Die vielen Leben einer Todgeweihten
Zur Neuübersetzung von Gepäck aus Sand von Anna Langfus
Als 1962 der Prix Goncourt, Frankreichs heute noch breitenwirksamste literarische Auszeichnung, an Anna Langfus ging, hatte sie sich als Theaterautorin und mit ihrem ersten Roman Le sel et le soufre bereits einen Namen gemacht – sechzehn Jahre nach ihrer Flucht aus Polen, wo der alte Antisemitismus trotz der deutschen Niederlage gleich nach Kriegsende wieder aufgeflammt war und viele der wenigen, die die Schoah überlebt hatten, außer Landes trieb.
****
__GESTELLTE AUFGABE 1__
In welchem Jahr ging der Prix Goncourt laut dem ausgewählten Text an Anna Langfus?
Der ausgewählte Text und die Auflistung hängen nicht miteinander zusammen.
****
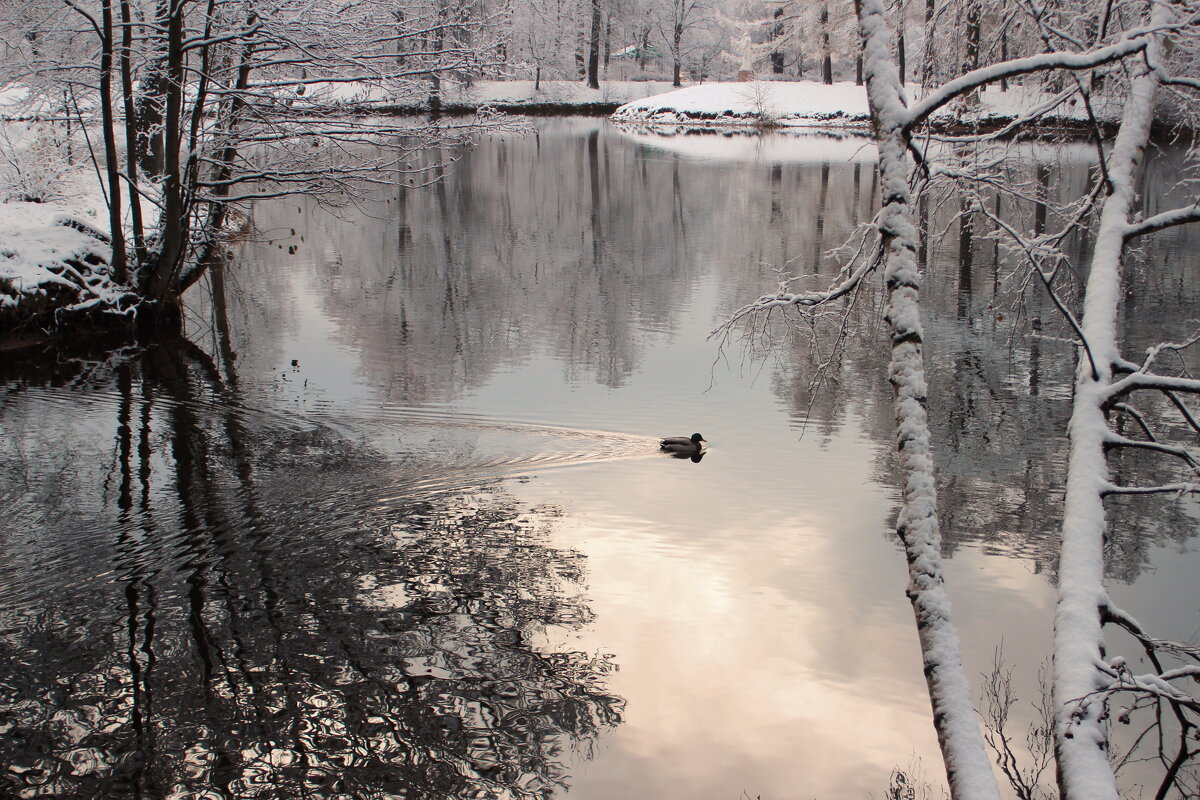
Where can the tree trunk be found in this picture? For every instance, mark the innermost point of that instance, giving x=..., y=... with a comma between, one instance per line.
x=969, y=771
x=112, y=168
x=594, y=47
x=131, y=134
x=826, y=50
x=677, y=41
x=1080, y=729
****
__GESTELLTE AUFGABE 2__
Gib bitte sämtliche Zeilen der Auflistung vollständig wieder und verringere dabei jede Koordinate in den Antworten um 59. Die Bilder lässt du weg.

__ERGEBNIS DER ÜBUNG 1__
1962.

__ERGEBNIS DER ÜBUNG 2__
Where can the tree trunk be found in this picture? For every instance, mark the innermost point of that instance, giving x=..., y=... with a comma between, one instance per line.
x=910, y=712
x=53, y=109
x=535, y=-12
x=72, y=75
x=767, y=-9
x=618, y=-18
x=1021, y=670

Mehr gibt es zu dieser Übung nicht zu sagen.